■ Talimatlarınız ■
Erşan Kuneri hakkındaki yazının "Erşan Kuneri bir" ifadesinden başlayıp "Powers intibası yaratmıştır." ifadesi de dahil olmak üzere o noktaya kadar uzanan bölümünü hiç değiştirmeden tekrarlayın.

Erşan Kuneri bir kay kay kulübü sahibi, kulübün güzelliği ve ortam çok stilize edilmiş. İnsan keşke gerçekten de 1969 yılında böyle mekanlarımız olsaydı dedirtiyor. Erşan Kuneri‘nin çalışma odasını Austin Powers ile eşleştirdim. Zaten Arif düğmeleri kurcalarken oral seks seslerini izleyiciye iletiliyor bu yaklaşım Austin Powers’ta da vardı. Ayrıca film için seçtiği artwork ve renkler de ben de Austin Powers intibası yaratmıştır.
Barış Manço‘lu diyaloglar dönemsel olarak uyumsuz olsa da bana kahkaha attıran diyaloglar. Ardından Tarkan esprisi geliyor ki Kilink İstanbul‘da (1967) Afişi yanındaki Tarkan Gümüş Eyer (1970), Vesikalı Yarim (1968) ve İlk Göz Ağrısı (1963) afişlerini görüyoruz. Film 1969 yılında geçtiğine göre 1970 yılı yapımı Tarkan Gümüş Eyer afişinin olması da dönemsel bir hata olarak gözümüze çarpıyor. Bu arada 63 yılı yapımı İlk Göz Ağrısı filmindeki Ayhan Işık ve Sadri Alışık bu sahne öncesinde birlikte karşımıza çıkıyorlar.
Sonrası ise GORA filmine bağlanıyor ve kaçak sigaradan içeri atılan Erşan Kuneri’nin hapisten çıktığı sahne ile de dizimiz başlıyor.

■ Veri ■
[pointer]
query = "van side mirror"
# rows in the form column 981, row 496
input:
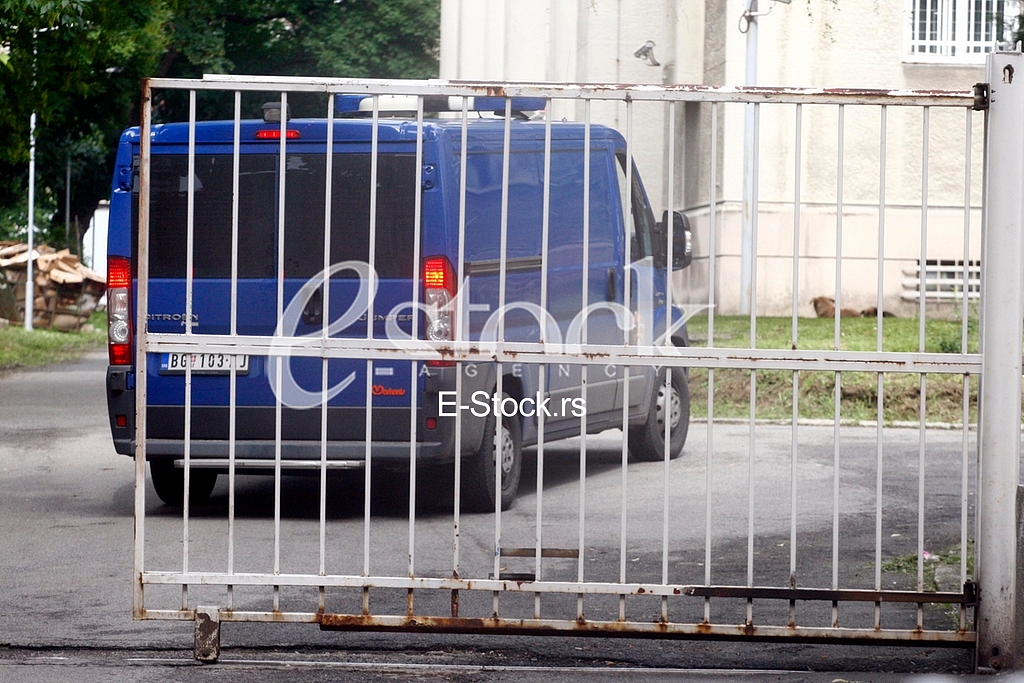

■ Yanıt ■
Erşan Kuneri bir kay kay kulübü sahibi, kulübün güzelliği ve ortam çok stilize edilmiş. İnsan keşke gerçekten de 1969 yılında böyle mekanlarımız olsaydı dedirtiyor. Erşan Kuneri‘nin çalışma odasını Austin Powers ile eşleştirdim. Zaten Arif düğmeleri kurcalarken oral seks seslerini izleyiciye iletiliyor bu yaklaşım Austin Powers’ta da vardı. Ayrıca film için seçtiği artwork ve renkler de ben de Austin Powers intibası yaratmıştır.